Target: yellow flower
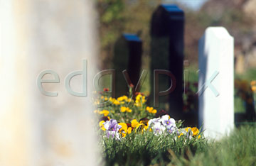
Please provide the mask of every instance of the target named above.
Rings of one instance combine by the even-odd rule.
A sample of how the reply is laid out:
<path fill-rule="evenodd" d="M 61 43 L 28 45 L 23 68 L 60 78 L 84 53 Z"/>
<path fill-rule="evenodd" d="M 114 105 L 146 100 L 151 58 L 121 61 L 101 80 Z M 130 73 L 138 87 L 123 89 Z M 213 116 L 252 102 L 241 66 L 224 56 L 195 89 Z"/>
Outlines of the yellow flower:
<path fill-rule="evenodd" d="M 129 127 L 128 129 L 127 129 L 127 133 L 129 134 L 132 133 L 132 128 L 131 127 Z"/>
<path fill-rule="evenodd" d="M 110 111 L 107 110 L 102 110 L 100 112 L 100 114 L 104 114 L 105 116 L 107 116 L 110 114 Z"/>
<path fill-rule="evenodd" d="M 192 128 L 193 136 L 197 135 L 199 134 L 199 130 L 196 127 Z"/>
<path fill-rule="evenodd" d="M 188 132 L 188 131 L 192 131 L 192 136 L 195 137 L 196 135 L 198 135 L 199 134 L 199 130 L 198 128 L 197 128 L 196 127 L 193 127 L 193 128 L 190 128 L 190 127 L 188 127 L 186 128 L 186 132 Z M 199 136 L 198 136 L 199 137 Z M 200 136 L 201 137 L 201 136 Z M 200 138 L 199 137 L 199 138 Z"/>
<path fill-rule="evenodd" d="M 122 106 L 121 107 L 121 112 L 125 112 L 126 111 L 126 107 L 125 106 Z"/>
<path fill-rule="evenodd" d="M 144 104 L 146 101 L 145 99 L 145 96 L 142 96 L 140 93 L 135 97 L 135 104 L 134 105 L 137 106 L 142 106 L 142 103 Z"/>
<path fill-rule="evenodd" d="M 119 123 L 119 125 L 121 125 L 122 128 L 119 129 L 119 132 L 120 133 L 122 137 L 126 137 L 127 133 L 128 127 L 127 123 Z"/>
<path fill-rule="evenodd" d="M 99 123 L 99 126 L 100 126 L 100 128 L 102 130 L 102 131 L 105 131 L 106 128 L 104 127 L 104 125 L 103 125 L 103 123 L 105 122 L 105 121 L 100 121 Z"/>
<path fill-rule="evenodd" d="M 119 104 L 120 104 L 120 103 L 119 103 L 117 100 L 114 100 L 114 102 L 113 102 L 113 104 L 114 104 L 114 105 L 119 105 Z"/>
<path fill-rule="evenodd" d="M 254 92 L 256 92 L 256 86 L 254 85 L 252 87 L 252 91 L 253 91 Z"/>
<path fill-rule="evenodd" d="M 256 81 L 255 81 L 255 80 L 251 81 L 250 84 L 251 84 L 252 87 L 256 85 Z"/>
<path fill-rule="evenodd" d="M 149 119 L 144 118 L 139 120 L 138 122 L 136 119 L 132 121 L 132 127 L 135 128 L 135 132 L 137 130 L 142 131 L 142 132 L 149 128 L 148 126 Z"/>
<path fill-rule="evenodd" d="M 139 122 L 136 120 L 136 119 L 134 119 L 132 121 L 132 128 L 136 128 L 139 124 Z"/>
<path fill-rule="evenodd" d="M 121 107 L 121 112 L 132 112 L 132 109 L 130 109 L 129 107 L 122 106 Z"/>
<path fill-rule="evenodd" d="M 180 135 L 178 136 L 178 138 L 180 138 L 181 135 L 183 135 L 184 134 L 183 133 L 180 133 Z"/>
<path fill-rule="evenodd" d="M 153 107 L 146 106 L 146 110 L 148 111 L 149 113 L 156 113 L 156 109 L 154 109 Z"/>
<path fill-rule="evenodd" d="M 124 100 L 127 101 L 127 99 L 128 99 L 128 97 L 125 95 L 117 98 L 117 100 L 119 101 L 122 101 Z"/>

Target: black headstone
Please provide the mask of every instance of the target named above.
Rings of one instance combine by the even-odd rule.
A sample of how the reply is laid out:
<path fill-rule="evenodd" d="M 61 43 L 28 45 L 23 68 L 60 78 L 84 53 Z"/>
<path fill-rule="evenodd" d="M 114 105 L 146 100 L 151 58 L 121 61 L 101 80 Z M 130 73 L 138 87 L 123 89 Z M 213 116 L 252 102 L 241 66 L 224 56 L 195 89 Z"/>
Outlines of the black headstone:
<path fill-rule="evenodd" d="M 114 45 L 113 69 L 116 70 L 116 96 L 127 94 L 128 85 L 122 72 L 127 70 L 136 86 L 142 64 L 142 41 L 134 34 L 124 33 Z"/>
<path fill-rule="evenodd" d="M 160 109 L 166 109 L 172 117 L 182 118 L 183 64 L 184 47 L 184 13 L 176 5 L 161 4 L 153 13 L 151 23 L 151 103 L 153 100 L 154 70 L 169 70 L 174 75 L 174 92 L 159 97 Z M 159 91 L 171 85 L 170 78 L 159 76 Z"/>

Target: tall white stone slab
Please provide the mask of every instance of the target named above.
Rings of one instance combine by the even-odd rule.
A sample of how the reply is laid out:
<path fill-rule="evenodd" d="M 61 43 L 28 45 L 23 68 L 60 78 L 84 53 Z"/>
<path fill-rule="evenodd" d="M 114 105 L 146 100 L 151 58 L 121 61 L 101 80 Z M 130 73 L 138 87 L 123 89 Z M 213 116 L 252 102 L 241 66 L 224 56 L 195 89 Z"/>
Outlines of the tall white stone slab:
<path fill-rule="evenodd" d="M 199 126 L 219 139 L 234 126 L 234 38 L 223 27 L 209 27 L 198 53 Z"/>
<path fill-rule="evenodd" d="M 95 165 L 90 88 L 95 73 L 92 1 L 0 0 L 0 165 Z M 88 96 L 68 94 L 64 80 L 87 60 Z M 44 70 L 60 83 L 36 79 Z M 52 78 L 46 75 L 44 78 Z M 81 77 L 70 82 L 81 92 Z M 98 158 L 97 159 L 97 160 Z"/>

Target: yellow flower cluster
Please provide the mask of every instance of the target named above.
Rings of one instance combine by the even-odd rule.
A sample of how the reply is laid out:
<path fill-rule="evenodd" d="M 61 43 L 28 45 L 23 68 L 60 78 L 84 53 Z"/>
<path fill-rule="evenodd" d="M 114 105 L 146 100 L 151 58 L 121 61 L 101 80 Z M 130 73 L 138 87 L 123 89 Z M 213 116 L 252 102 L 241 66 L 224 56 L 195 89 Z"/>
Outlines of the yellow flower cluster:
<path fill-rule="evenodd" d="M 114 105 L 119 105 L 120 102 L 114 98 L 110 97 L 110 101 Z"/>
<path fill-rule="evenodd" d="M 198 138 L 199 139 L 201 138 L 201 135 L 198 135 L 199 134 L 199 130 L 198 128 L 197 128 L 196 127 L 193 127 L 193 128 L 190 128 L 190 127 L 188 127 L 185 129 L 185 131 L 186 132 L 190 132 L 191 131 L 192 132 L 192 136 L 193 137 L 196 137 L 198 136 Z M 183 133 L 182 133 L 183 135 Z M 178 136 L 180 137 L 180 136 Z"/>
<path fill-rule="evenodd" d="M 153 107 L 149 107 L 149 106 L 146 106 L 146 110 L 151 114 L 156 114 L 157 111 L 156 109 L 154 109 Z"/>
<path fill-rule="evenodd" d="M 119 123 L 119 125 L 121 125 L 122 128 L 119 129 L 119 132 L 121 134 L 122 137 L 126 137 L 127 134 L 132 133 L 132 128 L 128 127 L 127 124 L 125 123 Z"/>
<path fill-rule="evenodd" d="M 121 112 L 132 112 L 132 109 L 129 107 L 122 106 L 121 107 Z"/>
<path fill-rule="evenodd" d="M 139 93 L 139 94 L 136 96 L 134 105 L 137 106 L 142 106 L 142 104 L 146 101 L 145 98 L 145 96 Z"/>
<path fill-rule="evenodd" d="M 149 128 L 149 119 L 142 118 L 138 122 L 136 119 L 132 121 L 132 127 L 135 128 L 135 131 L 140 130 L 142 132 Z"/>
<path fill-rule="evenodd" d="M 251 89 L 253 92 L 256 92 L 256 81 L 251 81 Z"/>
<path fill-rule="evenodd" d="M 105 116 L 107 116 L 110 114 L 110 111 L 107 110 L 102 110 L 100 112 L 100 114 L 104 114 Z"/>

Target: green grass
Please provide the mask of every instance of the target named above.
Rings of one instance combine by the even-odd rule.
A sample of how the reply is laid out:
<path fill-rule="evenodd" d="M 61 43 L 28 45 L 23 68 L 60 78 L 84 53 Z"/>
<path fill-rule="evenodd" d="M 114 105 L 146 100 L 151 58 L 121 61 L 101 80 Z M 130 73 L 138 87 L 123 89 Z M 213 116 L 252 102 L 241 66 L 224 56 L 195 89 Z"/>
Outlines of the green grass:
<path fill-rule="evenodd" d="M 256 126 L 235 129 L 203 153 L 173 157 L 175 165 L 256 165 Z"/>
<path fill-rule="evenodd" d="M 243 126 L 219 141 L 176 140 L 151 132 L 121 140 L 102 138 L 105 165 L 256 165 L 256 125 Z"/>

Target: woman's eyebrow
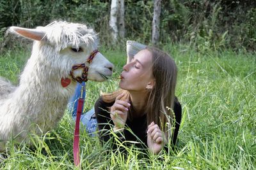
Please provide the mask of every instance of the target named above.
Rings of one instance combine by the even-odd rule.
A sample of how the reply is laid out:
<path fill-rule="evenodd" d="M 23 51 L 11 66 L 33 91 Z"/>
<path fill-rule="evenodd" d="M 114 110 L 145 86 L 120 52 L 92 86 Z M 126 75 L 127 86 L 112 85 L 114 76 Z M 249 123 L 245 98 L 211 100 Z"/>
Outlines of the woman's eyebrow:
<path fill-rule="evenodd" d="M 138 60 L 138 59 L 135 59 L 135 60 L 137 61 L 138 63 L 140 63 L 140 65 L 141 65 L 142 66 L 143 66 L 143 64 L 142 64 L 142 63 L 141 63 L 140 60 Z"/>

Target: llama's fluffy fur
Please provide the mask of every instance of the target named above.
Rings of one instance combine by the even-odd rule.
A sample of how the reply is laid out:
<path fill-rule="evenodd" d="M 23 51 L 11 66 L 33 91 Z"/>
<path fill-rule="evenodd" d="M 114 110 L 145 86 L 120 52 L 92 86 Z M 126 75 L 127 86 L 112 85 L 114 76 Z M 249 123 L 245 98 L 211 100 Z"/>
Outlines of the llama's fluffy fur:
<path fill-rule="evenodd" d="M 0 78 L 0 151 L 4 150 L 7 141 L 18 134 L 15 141 L 21 142 L 28 140 L 28 132 L 40 135 L 52 129 L 63 117 L 76 85 L 72 80 L 63 88 L 60 80 L 72 79 L 72 66 L 86 62 L 97 46 L 97 35 L 84 25 L 54 22 L 35 31 L 43 35 L 42 39 L 35 41 L 19 86 Z M 15 27 L 9 32 L 17 34 Z M 79 47 L 83 52 L 77 55 L 71 50 Z M 112 67 L 99 53 L 90 66 L 88 78 L 104 81 L 100 74 L 110 76 Z"/>

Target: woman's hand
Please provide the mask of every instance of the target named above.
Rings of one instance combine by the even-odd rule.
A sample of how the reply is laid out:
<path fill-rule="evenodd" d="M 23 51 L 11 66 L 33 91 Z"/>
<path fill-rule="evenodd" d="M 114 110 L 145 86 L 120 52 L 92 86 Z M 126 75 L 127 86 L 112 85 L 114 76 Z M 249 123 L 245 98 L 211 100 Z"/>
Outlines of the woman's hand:
<path fill-rule="evenodd" d="M 149 150 L 154 154 L 158 154 L 164 145 L 167 143 L 164 133 L 154 122 L 148 125 L 147 133 Z"/>
<path fill-rule="evenodd" d="M 118 95 L 110 108 L 110 117 L 115 124 L 114 131 L 124 128 L 127 119 L 128 108 L 131 104 L 127 101 L 120 100 L 124 96 L 124 94 Z"/>

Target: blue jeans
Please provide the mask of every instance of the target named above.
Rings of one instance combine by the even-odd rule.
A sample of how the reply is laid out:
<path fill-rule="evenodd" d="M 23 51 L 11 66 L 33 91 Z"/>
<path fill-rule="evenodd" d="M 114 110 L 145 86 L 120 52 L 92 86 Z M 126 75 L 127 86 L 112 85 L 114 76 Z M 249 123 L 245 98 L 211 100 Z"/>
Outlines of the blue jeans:
<path fill-rule="evenodd" d="M 81 96 L 81 89 L 82 88 L 82 85 L 85 86 L 85 82 L 83 82 L 81 84 L 77 83 L 75 93 L 73 96 L 70 99 L 68 104 L 68 110 L 69 113 L 70 113 L 72 118 L 75 120 L 76 118 L 77 101 L 78 99 Z M 84 101 L 86 101 L 85 97 L 86 91 L 83 90 L 83 97 L 84 99 Z M 80 121 L 85 127 L 85 130 L 88 133 L 88 134 L 90 136 L 95 136 L 95 132 L 97 130 L 97 120 L 95 114 L 94 107 L 86 113 L 83 113 L 83 114 L 81 115 Z"/>

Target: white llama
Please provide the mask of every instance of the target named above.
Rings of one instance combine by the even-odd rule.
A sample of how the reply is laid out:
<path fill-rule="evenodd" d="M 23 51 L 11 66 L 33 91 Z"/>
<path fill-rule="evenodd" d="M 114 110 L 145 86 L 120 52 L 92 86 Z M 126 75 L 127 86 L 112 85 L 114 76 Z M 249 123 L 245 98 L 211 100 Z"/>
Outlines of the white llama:
<path fill-rule="evenodd" d="M 52 129 L 75 90 L 75 79 L 87 75 L 85 67 L 87 79 L 96 81 L 111 76 L 113 67 L 95 50 L 97 34 L 84 25 L 54 22 L 35 29 L 11 27 L 8 31 L 35 41 L 19 86 L 0 78 L 0 152 L 12 138 L 27 141 L 28 132 L 40 135 Z M 92 55 L 90 64 L 86 60 Z M 79 64 L 86 67 L 72 69 Z"/>

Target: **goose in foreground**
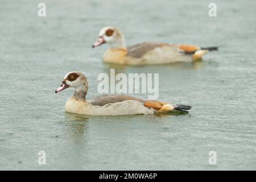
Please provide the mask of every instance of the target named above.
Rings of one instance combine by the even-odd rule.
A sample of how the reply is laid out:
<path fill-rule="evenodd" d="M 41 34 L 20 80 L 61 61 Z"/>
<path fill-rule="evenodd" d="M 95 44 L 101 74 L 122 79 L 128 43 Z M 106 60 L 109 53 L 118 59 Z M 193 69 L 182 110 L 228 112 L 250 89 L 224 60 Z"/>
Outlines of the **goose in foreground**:
<path fill-rule="evenodd" d="M 96 115 L 148 114 L 173 110 L 187 110 L 191 108 L 187 105 L 142 100 L 122 94 L 103 95 L 86 100 L 87 78 L 78 72 L 67 73 L 55 93 L 69 87 L 74 88 L 75 92 L 73 97 L 65 104 L 65 110 L 68 113 Z"/>
<path fill-rule="evenodd" d="M 117 28 L 104 27 L 100 32 L 93 48 L 104 43 L 110 48 L 104 53 L 106 63 L 127 64 L 160 64 L 197 60 L 216 47 L 200 47 L 189 45 L 172 45 L 163 43 L 142 43 L 126 47 L 125 38 Z"/>

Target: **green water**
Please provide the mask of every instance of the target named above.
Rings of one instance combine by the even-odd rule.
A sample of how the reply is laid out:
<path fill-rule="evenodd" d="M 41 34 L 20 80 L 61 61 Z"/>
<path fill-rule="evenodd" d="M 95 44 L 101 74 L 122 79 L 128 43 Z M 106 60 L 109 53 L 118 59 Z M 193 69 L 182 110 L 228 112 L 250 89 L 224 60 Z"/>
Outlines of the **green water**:
<path fill-rule="evenodd" d="M 38 5 L 47 16 L 37 15 Z M 0 169 L 256 169 L 255 1 L 0 0 Z M 193 64 L 114 67 L 159 73 L 159 100 L 191 105 L 184 115 L 65 113 L 67 72 L 88 77 L 114 66 L 93 49 L 100 30 L 119 27 L 126 44 L 219 46 Z M 46 152 L 39 165 L 38 152 Z M 217 152 L 209 165 L 208 153 Z"/>

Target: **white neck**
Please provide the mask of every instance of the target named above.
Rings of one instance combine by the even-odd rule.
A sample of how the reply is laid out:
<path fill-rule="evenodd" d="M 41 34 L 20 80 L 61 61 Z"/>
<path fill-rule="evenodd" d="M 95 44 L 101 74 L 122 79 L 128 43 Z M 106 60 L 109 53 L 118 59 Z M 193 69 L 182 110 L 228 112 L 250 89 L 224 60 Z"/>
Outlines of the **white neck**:
<path fill-rule="evenodd" d="M 112 48 L 125 48 L 125 42 L 123 37 L 117 39 L 113 42 L 109 43 Z"/>

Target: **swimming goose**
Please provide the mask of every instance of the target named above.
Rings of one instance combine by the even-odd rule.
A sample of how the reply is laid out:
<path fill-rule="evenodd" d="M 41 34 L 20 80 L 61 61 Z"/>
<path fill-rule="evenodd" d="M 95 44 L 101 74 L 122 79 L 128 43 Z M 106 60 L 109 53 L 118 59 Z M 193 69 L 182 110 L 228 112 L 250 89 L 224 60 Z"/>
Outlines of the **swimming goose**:
<path fill-rule="evenodd" d="M 87 78 L 78 72 L 67 73 L 55 93 L 69 87 L 74 88 L 75 92 L 73 97 L 65 104 L 65 110 L 68 113 L 97 115 L 148 114 L 173 110 L 187 110 L 191 108 L 191 106 L 187 105 L 146 100 L 117 94 L 103 95 L 86 100 L 88 90 Z"/>
<path fill-rule="evenodd" d="M 104 53 L 106 63 L 128 64 L 160 64 L 187 62 L 201 59 L 217 47 L 200 47 L 189 45 L 172 45 L 163 43 L 142 43 L 126 48 L 125 38 L 117 28 L 104 27 L 100 32 L 93 48 L 108 43 L 110 48 Z"/>

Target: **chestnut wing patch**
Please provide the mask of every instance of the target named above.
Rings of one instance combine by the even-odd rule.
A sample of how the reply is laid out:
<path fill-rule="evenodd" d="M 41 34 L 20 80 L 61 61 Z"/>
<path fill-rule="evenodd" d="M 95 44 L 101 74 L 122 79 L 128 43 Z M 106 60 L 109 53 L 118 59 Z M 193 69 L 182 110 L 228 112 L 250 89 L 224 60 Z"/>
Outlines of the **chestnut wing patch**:
<path fill-rule="evenodd" d="M 190 45 L 180 45 L 178 46 L 180 49 L 184 51 L 187 53 L 195 53 L 196 51 L 200 49 L 200 47 Z"/>
<path fill-rule="evenodd" d="M 154 101 L 154 100 L 147 100 L 145 101 L 144 103 L 144 106 L 145 107 L 148 108 L 153 108 L 155 110 L 159 110 L 162 108 L 162 107 L 166 104 L 167 104 L 167 102 Z"/>

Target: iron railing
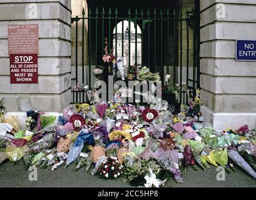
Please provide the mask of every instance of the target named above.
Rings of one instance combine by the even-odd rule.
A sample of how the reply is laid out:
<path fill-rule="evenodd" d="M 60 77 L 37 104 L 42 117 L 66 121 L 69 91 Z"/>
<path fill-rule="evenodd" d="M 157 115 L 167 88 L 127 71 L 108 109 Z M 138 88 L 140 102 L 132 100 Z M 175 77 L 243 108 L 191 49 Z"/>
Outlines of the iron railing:
<path fill-rule="evenodd" d="M 108 41 L 108 52 L 115 46 L 113 54 L 117 57 L 118 34 L 120 34 L 118 32 L 117 26 L 121 22 L 122 32 L 119 42 L 121 43 L 121 56 L 125 55 L 125 34 L 128 33 L 129 66 L 131 64 L 147 66 L 152 72 L 159 72 L 162 81 L 166 74 L 170 74 L 173 84 L 182 85 L 185 82 L 192 94 L 195 94 L 195 89 L 200 88 L 200 14 L 197 9 L 187 10 L 185 13 L 183 13 L 182 8 L 178 11 L 147 9 L 145 12 L 136 9 L 134 12 L 128 9 L 125 18 L 118 16 L 117 9 L 109 8 L 106 12 L 105 8 L 100 11 L 98 8 L 94 11 L 89 8 L 88 11 L 86 14 L 83 9 L 82 16 L 71 19 L 75 26 L 75 78 L 73 81 L 76 83 L 88 84 L 91 88 L 93 67 L 103 66 L 102 56 L 105 54 L 106 38 Z M 128 32 L 124 31 L 125 20 L 128 21 Z M 79 25 L 81 21 L 81 24 Z M 131 23 L 135 25 L 135 38 L 131 38 Z M 115 27 L 115 32 L 113 32 Z M 138 31 L 138 27 L 141 31 Z M 81 36 L 79 29 L 82 30 L 81 48 L 78 46 L 78 38 Z M 141 42 L 141 63 L 138 63 L 138 38 Z M 131 63 L 131 59 L 132 39 L 135 39 L 135 45 L 134 63 Z M 81 58 L 78 56 L 79 51 L 81 51 Z M 88 78 L 86 78 L 86 71 L 89 73 Z M 116 71 L 114 74 L 115 80 L 118 79 Z M 85 91 L 73 89 L 72 93 L 73 102 L 87 102 Z M 186 91 L 182 90 L 180 102 L 187 101 Z"/>

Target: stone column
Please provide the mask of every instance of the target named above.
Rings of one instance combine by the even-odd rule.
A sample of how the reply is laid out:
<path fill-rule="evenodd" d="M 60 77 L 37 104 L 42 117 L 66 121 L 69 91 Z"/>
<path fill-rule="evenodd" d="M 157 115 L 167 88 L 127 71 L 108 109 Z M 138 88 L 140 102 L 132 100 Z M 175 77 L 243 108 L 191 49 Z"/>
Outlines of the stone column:
<path fill-rule="evenodd" d="M 71 102 L 70 1 L 0 0 L 0 98 L 7 111 L 60 112 Z M 23 24 L 39 24 L 36 84 L 10 84 L 8 25 Z"/>
<path fill-rule="evenodd" d="M 256 39 L 254 0 L 200 1 L 201 99 L 215 129 L 256 126 L 256 62 L 236 61 L 235 41 Z"/>

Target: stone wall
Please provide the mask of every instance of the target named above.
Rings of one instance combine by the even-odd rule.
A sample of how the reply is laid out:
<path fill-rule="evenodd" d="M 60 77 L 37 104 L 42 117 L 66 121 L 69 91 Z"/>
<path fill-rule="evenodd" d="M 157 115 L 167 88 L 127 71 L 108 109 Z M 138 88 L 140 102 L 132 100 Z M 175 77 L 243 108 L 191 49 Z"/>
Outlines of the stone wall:
<path fill-rule="evenodd" d="M 256 39 L 256 1 L 200 2 L 203 112 L 216 129 L 245 124 L 253 128 L 256 62 L 235 60 L 235 41 Z"/>
<path fill-rule="evenodd" d="M 7 111 L 61 111 L 71 102 L 71 1 L 0 0 L 0 98 Z M 38 84 L 10 84 L 8 25 L 23 24 L 39 24 Z"/>

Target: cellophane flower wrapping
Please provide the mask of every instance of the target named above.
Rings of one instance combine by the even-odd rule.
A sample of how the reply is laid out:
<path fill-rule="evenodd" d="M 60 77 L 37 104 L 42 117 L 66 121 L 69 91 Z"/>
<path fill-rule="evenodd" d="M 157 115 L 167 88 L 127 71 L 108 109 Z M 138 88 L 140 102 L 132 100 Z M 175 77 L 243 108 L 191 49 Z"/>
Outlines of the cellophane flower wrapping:
<path fill-rule="evenodd" d="M 237 151 L 230 150 L 228 151 L 228 155 L 233 162 L 235 162 L 238 166 L 243 169 L 248 174 L 256 179 L 256 172 Z"/>

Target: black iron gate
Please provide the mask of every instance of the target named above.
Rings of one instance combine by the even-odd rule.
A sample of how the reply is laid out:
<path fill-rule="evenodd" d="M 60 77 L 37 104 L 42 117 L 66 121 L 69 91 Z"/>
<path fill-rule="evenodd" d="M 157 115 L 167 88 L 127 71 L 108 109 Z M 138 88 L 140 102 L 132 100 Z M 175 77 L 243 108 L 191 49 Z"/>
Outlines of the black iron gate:
<path fill-rule="evenodd" d="M 73 81 L 76 84 L 93 88 L 93 69 L 106 68 L 102 58 L 114 48 L 113 56 L 125 57 L 127 66 L 146 66 L 151 72 L 159 72 L 162 81 L 170 74 L 173 85 L 185 82 L 195 95 L 196 89 L 200 88 L 200 15 L 197 9 L 184 13 L 180 7 L 159 11 L 128 9 L 125 17 L 119 16 L 117 9 L 89 8 L 88 12 L 83 9 L 81 17 L 72 18 L 75 26 L 75 78 Z M 118 27 L 121 28 L 120 32 Z M 118 46 L 121 49 L 118 50 Z M 101 78 L 104 79 L 106 74 L 103 73 Z M 118 79 L 117 70 L 113 75 L 115 80 Z M 88 101 L 84 89 L 73 88 L 73 103 Z M 187 101 L 186 91 L 182 89 L 179 101 Z"/>

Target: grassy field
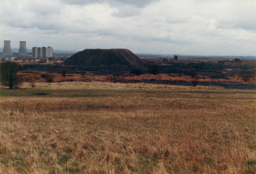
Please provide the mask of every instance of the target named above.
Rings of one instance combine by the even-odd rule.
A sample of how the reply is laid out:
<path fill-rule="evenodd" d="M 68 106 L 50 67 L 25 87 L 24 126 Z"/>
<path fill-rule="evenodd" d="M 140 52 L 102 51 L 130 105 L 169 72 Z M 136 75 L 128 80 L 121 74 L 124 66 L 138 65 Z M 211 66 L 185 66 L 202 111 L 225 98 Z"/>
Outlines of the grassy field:
<path fill-rule="evenodd" d="M 255 173 L 255 90 L 108 82 L 0 89 L 0 173 Z"/>

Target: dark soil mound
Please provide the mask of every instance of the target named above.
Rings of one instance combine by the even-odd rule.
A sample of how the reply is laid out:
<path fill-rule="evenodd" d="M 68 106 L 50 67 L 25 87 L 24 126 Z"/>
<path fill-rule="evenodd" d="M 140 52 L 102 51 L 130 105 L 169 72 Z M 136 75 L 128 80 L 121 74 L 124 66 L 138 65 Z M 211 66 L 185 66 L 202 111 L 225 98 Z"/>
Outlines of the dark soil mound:
<path fill-rule="evenodd" d="M 88 67 L 109 67 L 119 64 L 131 68 L 144 67 L 141 59 L 127 49 L 86 49 L 76 53 L 63 63 Z"/>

> **Task statement**
Please transcribe the records between the line holding "Target: **chestnut wing patch**" and the line holding "Outlines of the **chestnut", inclusive, and give back nothing else.

> **Expected output**
Target: **chestnut wing patch**
Please provide the mask of every instance of the target named above.
Rings of one instance combine by the even-odd rule.
A sample of how the reply is laid out:
<path fill-rule="evenodd" d="M 41 34 L 20 80 L 61 61 Z"/>
<path fill-rule="evenodd" d="M 95 44 L 101 74 L 122 79 L 128 43 Z M 106 60 L 109 53 L 118 59 Z M 193 69 L 182 110 L 228 112 L 250 89 L 224 60 Z"/>
Outlines of the **chestnut wing patch**:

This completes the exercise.